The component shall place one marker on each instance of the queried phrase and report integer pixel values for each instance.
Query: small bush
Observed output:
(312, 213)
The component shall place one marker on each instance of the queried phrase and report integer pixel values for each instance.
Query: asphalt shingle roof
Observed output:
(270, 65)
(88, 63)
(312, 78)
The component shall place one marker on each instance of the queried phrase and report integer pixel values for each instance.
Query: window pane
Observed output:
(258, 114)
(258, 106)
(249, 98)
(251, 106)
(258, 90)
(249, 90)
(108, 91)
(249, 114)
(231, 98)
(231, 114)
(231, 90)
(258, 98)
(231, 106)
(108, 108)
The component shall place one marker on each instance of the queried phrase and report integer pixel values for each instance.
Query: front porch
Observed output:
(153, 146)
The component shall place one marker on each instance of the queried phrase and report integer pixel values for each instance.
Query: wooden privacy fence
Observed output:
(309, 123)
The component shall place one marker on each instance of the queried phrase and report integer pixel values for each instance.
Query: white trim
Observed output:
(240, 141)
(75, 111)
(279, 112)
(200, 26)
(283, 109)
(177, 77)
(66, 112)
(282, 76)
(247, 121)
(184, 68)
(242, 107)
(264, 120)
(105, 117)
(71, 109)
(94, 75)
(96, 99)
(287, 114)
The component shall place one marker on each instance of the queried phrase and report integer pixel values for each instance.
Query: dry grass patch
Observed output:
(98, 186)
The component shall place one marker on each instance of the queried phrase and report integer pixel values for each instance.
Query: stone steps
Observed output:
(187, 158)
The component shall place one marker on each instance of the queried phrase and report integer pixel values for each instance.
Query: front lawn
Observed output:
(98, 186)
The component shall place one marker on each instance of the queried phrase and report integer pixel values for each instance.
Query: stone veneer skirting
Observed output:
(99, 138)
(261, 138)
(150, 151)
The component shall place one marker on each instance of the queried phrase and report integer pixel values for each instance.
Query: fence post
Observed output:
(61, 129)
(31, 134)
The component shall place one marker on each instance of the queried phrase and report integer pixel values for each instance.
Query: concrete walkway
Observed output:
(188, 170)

-=-=-=-=-

Report every line in the records where the string "Query" appears, copying each one in full.

ANSWER TO THIS EXERCISE:
Query: small bush
Query: asphalt shingle roof
Query: window pane
Query: front porch
Query: wooden privacy fence
Query: white trim
Query: dry grass patch
Query: stone steps
Query: front lawn
Query: stone veneer skirting
Query: fence post
Query: concrete walkway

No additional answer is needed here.